+++ Source material
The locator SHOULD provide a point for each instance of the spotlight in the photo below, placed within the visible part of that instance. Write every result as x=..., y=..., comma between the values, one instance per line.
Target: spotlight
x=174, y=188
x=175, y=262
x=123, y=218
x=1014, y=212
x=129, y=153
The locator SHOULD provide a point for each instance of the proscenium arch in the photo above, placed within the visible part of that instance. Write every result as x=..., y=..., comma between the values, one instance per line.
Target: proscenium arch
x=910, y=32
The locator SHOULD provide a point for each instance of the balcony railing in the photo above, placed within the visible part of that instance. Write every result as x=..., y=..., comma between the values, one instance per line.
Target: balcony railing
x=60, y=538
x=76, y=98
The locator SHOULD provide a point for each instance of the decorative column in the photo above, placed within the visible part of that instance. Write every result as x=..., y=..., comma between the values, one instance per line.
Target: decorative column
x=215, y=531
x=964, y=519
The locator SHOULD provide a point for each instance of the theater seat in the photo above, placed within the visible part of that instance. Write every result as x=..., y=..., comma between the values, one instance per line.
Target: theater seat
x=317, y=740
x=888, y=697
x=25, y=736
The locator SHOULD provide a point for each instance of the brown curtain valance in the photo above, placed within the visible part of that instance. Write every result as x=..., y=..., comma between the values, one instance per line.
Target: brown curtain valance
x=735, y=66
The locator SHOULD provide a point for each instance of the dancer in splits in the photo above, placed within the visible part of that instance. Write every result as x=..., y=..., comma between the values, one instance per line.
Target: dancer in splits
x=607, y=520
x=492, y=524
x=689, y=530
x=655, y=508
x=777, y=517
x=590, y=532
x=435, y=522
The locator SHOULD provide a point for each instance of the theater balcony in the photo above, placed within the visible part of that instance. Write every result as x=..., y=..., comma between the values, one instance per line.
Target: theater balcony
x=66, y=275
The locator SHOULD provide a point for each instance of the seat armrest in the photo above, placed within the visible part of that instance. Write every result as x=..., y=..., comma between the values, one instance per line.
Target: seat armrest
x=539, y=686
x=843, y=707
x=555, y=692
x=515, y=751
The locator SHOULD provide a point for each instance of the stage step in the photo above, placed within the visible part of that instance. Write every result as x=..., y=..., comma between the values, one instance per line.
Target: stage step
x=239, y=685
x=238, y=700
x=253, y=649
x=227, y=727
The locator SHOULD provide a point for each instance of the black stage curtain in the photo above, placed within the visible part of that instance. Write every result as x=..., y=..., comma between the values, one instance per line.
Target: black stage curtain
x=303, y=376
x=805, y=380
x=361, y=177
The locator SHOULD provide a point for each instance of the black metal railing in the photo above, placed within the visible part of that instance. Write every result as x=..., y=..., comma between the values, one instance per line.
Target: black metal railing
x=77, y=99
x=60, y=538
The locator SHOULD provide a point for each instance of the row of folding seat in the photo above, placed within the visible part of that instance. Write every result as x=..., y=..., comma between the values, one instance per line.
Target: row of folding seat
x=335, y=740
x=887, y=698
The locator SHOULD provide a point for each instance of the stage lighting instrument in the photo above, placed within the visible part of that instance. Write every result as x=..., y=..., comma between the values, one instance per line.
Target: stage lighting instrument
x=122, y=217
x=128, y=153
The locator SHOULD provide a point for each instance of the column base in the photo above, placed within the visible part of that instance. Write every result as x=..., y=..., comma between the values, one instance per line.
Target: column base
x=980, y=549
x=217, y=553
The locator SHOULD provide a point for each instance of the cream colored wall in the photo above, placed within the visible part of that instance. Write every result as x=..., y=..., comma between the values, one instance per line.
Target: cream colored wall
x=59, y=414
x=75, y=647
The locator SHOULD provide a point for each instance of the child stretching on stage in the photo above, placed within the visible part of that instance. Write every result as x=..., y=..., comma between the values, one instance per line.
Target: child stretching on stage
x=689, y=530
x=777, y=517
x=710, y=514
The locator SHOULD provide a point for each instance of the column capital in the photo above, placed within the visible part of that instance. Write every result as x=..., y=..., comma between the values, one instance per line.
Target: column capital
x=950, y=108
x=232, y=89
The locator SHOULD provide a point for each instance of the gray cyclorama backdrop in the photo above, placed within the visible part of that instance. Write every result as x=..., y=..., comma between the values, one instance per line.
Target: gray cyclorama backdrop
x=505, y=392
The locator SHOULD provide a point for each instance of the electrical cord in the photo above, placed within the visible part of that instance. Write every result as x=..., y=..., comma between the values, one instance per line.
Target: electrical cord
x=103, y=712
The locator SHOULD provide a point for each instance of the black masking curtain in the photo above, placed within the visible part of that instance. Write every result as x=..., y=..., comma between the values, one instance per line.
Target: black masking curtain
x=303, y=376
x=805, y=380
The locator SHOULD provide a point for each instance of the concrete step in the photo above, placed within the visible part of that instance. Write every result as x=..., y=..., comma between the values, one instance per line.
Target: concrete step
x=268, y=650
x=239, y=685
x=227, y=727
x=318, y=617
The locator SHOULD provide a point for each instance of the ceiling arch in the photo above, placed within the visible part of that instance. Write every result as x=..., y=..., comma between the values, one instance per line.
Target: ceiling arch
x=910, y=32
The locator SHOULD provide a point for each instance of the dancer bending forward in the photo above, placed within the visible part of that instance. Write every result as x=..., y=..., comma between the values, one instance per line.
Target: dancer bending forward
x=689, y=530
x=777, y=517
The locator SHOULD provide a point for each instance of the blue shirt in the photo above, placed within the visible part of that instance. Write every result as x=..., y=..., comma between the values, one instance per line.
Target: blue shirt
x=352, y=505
++++++
Repeat the entire listing exactly.

The locator SHOULD provide a point for each instance of the spotlight in the photo below, placed within the visible part of that instance. Write every result as x=..., y=..., comma between the values, one instance per line.
Target: spotlight
x=174, y=188
x=175, y=262
x=123, y=218
x=1014, y=212
x=129, y=153
The locator SHOULD provide a point for each instance of the proscenium arch in the photo above, placed within the visible part of that instance. Write every result as x=..., y=..., comma between the values, one instance per line.
Target: proscenium arch
x=910, y=32
The locator SHOULD provide a point for each instance of the balcony railing in the photo above, placed within the visible part of that instance. Write every result as x=..., y=..., comma between the values, one instance per line.
Target: balcony railing
x=60, y=538
x=76, y=98
The locator SHOULD provide a point for each instance of the decorative column in the photo above, placed within the visible part of that instance. Write every result as x=..., y=..., comma between the values, one instance per line.
Target: decorative column
x=215, y=531
x=964, y=519
The locator SHOULD provide a point for each instance of the theater seat in the photo above, placed within the visible part of that instance. Write every result as x=..., y=..., comma between the values, one instance per line.
Target: theater seat
x=317, y=740
x=888, y=697
x=25, y=736
The locator SHOULD provide a point for each instance of the brown curtain valance in the photo above, placed within the visible part of that instance. Write every result as x=..., y=..., comma between the values, one instance per line.
Target: brown curtain valance
x=735, y=66
The locator SHOULD provide a point for each instance of the dancer in splits in the photo above, placed within the visible part of that instance. Write every result as x=..., y=..., comma between the values, one instance per line.
Target: dancer in splits
x=607, y=520
x=492, y=524
x=689, y=530
x=655, y=508
x=777, y=517
x=590, y=532
x=435, y=522
The locator SHOULD provide a point for each instance of the theater balcony in the photo above, placed within the visible part of that instance. Write every result as x=..., y=..., comma between the values, one instance per line.
Target: theater balcony
x=66, y=275
The locator SHOULD provide a point for each instance of the seat armrest in the photo above, placed within the visible part of that instance. Write every result as x=..., y=..., comma between the values, one instance per line.
Target: seat armrest
x=539, y=686
x=843, y=707
x=555, y=692
x=515, y=751
The locator SHOULD provide a point for each instance of the stage step in the photo above, placed within the visible part of that instance. Write every result as x=..., y=..., comma between the values, one instance per line.
Target: stage step
x=239, y=685
x=238, y=700
x=253, y=649
x=227, y=727
The locator SHOULD provide a point for each instance of the black stage curtain in the photo above, placed within the visible part of that instance. Write every result as x=..., y=..., comma between the values, one instance per line.
Target: black stage curtain
x=303, y=376
x=805, y=380
x=361, y=177
The locator SHOULD provide a point for each instance of the black metal railing in the photo above, placed within the visible part of that instance. Write every result as x=..., y=..., comma between the values, one instance per line.
Target: black metal railing
x=77, y=99
x=60, y=538
The locator SHOULD provide a point for each instance of the row of folding seat in the photo above, placed within the visible part of that instance. Write every result as x=..., y=..., comma between the values, one instance per line.
Target: row of folding seat
x=335, y=740
x=887, y=698
The locator SHOULD provide a point for each instance of the stage lighting instrument in the photo above, placed within the visible part of that instance. Write every result as x=..., y=..., comma between the values, one instance per line.
Target: stage lighting instrument
x=122, y=217
x=128, y=153
The locator SHOULD provide a point for each instance of the column base in the photo above, placed within the visible part of that instance. Write every result as x=..., y=..., comma between the values, one instance per line.
Target: column base
x=980, y=549
x=217, y=553
The locator SHOULD provide a point for each instance of the cream colored wall in the photo above, placed within the visible part of that instance. Write every result as x=..., y=..., comma between the values, one instance per line.
Target: cream colored wall
x=59, y=414
x=75, y=647
The locator SHOULD provide a point for each instance of the child stretching on stage in the photo above, placed within the visible part of that instance. Write every result as x=..., y=..., comma between the values, one instance per line.
Target: child stretching on stage
x=689, y=530
x=777, y=517
x=710, y=514
The locator SHOULD provide a point for each instance of the column capital in the photo above, placed within the visible part of that instance. Write every result as x=..., y=..., comma between the values, one instance per line.
Target: column capital
x=950, y=108
x=232, y=89
The locator SHOULD provide a point for each instance of the gray cyclorama backdrop in the photo above, placed within the visible part of that instance. Write every result as x=..., y=..., comma between the values, one instance per line.
Target: gray cyclorama backdrop
x=505, y=392
The locator SHOULD provide a point for each instance of the electrical cord in the photo above, placed within the visible part of that instance. Write every result as x=..., y=..., comma between the values, one instance per line.
Target: electrical cord
x=103, y=712
The locator SHOULD provide a point for each instance of the black masking curtain in the photo above, placed within the visible part of that instance. Write every result as x=..., y=..., comma between the values, one instance per line.
Target: black masking curtain
x=303, y=376
x=805, y=380
The locator SHOULD provide a point for each instance of the concrete step in the photo above, placed within the visible part of that instance. Write every result as x=..., y=..., comma between the values, one instance per line.
Target: concrete step
x=268, y=650
x=239, y=685
x=227, y=727
x=318, y=617
The locator SHOULD provide a point for each instance of the ceiling arch in the photo above, placed within the visible part of that instance. Write every result as x=..., y=..., comma between the values, one instance per line.
Target: ceiling arch
x=910, y=32
The locator SHOULD provide a point for each instance of the dancer bending forward in the photo above, placed within the visible part of that instance. Write every result as x=..., y=..., comma between the values, one instance per line.
Target: dancer bending forward
x=689, y=530
x=777, y=517
The locator SHOULD provide a point for each instance of the blue shirt in the photo above, placed within the visible part of that instance. Write every result as x=..., y=..., comma between the values, one instance per line.
Target: blue shirt
x=352, y=505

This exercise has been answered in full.